EXERCISE GOAL:
Write out every line of the listing below, reproducing each character without any changes.

++++ GIVEN DATA ++++

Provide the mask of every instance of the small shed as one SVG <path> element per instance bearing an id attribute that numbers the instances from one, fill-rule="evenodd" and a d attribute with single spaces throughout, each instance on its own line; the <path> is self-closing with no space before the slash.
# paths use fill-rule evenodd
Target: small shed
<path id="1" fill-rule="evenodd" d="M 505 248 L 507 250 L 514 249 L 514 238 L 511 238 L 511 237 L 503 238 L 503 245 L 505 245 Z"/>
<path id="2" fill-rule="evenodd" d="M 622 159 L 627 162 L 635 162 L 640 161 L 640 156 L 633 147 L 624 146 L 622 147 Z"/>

++++

OUTPUT OF THE TASK:
Provide the mask of every instance of the small shed as one SVG <path> element per instance bearing an id attribute that numbers the instances from one, fill-rule="evenodd" and a d attribute with single spaces throughout, each instance on its own line; the <path> is self-closing with no space before the slash.
# paths use fill-rule evenodd
Target: small shed
<path id="1" fill-rule="evenodd" d="M 505 248 L 507 250 L 514 249 L 514 238 L 511 238 L 511 237 L 503 238 L 503 245 L 505 245 Z"/>
<path id="2" fill-rule="evenodd" d="M 622 159 L 627 162 L 635 162 L 640 161 L 640 156 L 633 147 L 624 146 L 622 147 Z"/>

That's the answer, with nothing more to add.